Requirement -> In the listing below, swap "black rope" for "dark cord" and write every line out again with nothing else altered, leaving the pictures out of your answer.

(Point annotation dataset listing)
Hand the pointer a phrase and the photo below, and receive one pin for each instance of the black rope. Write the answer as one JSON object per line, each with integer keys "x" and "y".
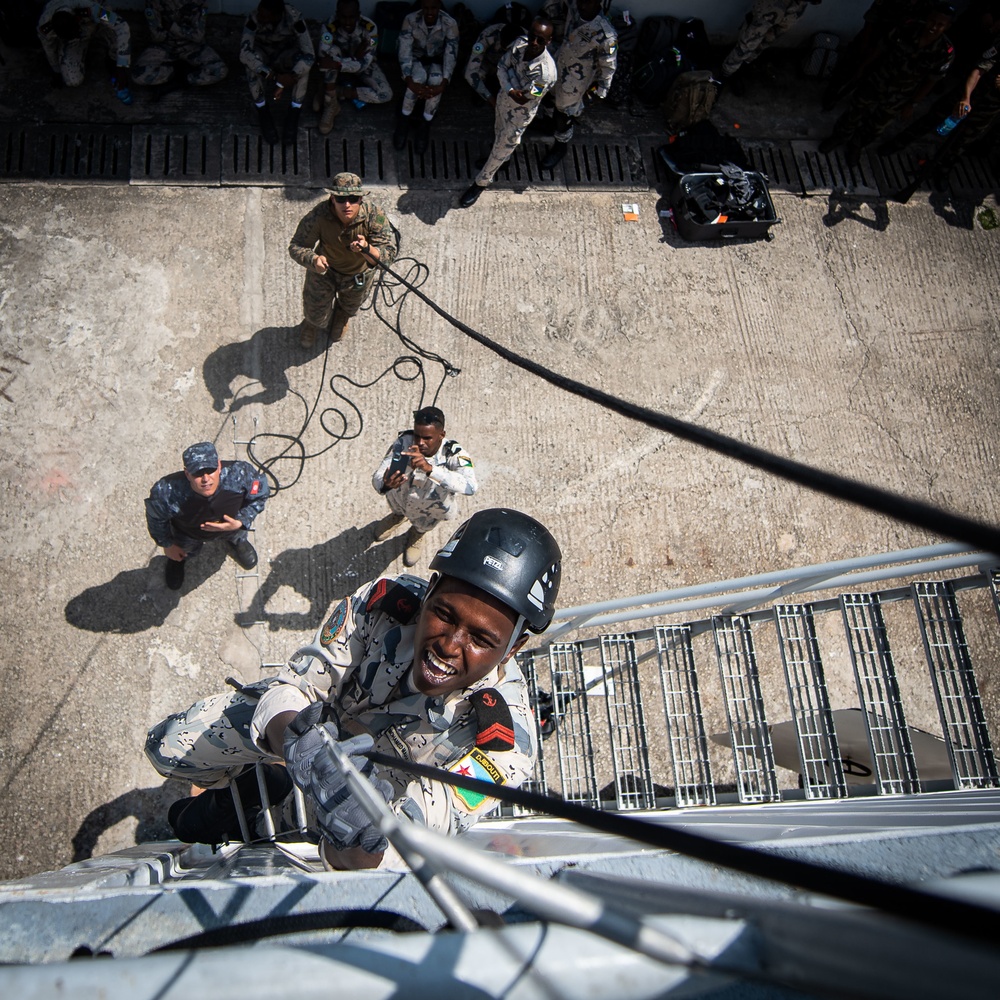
{"x": 939, "y": 912}
{"x": 964, "y": 529}
{"x": 387, "y": 302}
{"x": 293, "y": 923}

Problem solution ->
Hand the pointer a phrase and the photo below, and receive one pin for each instance of the dark cord. Write the answer as one JSON object per line, each with integer keys "x" and "y".
{"x": 939, "y": 912}
{"x": 964, "y": 529}
{"x": 387, "y": 302}
{"x": 293, "y": 923}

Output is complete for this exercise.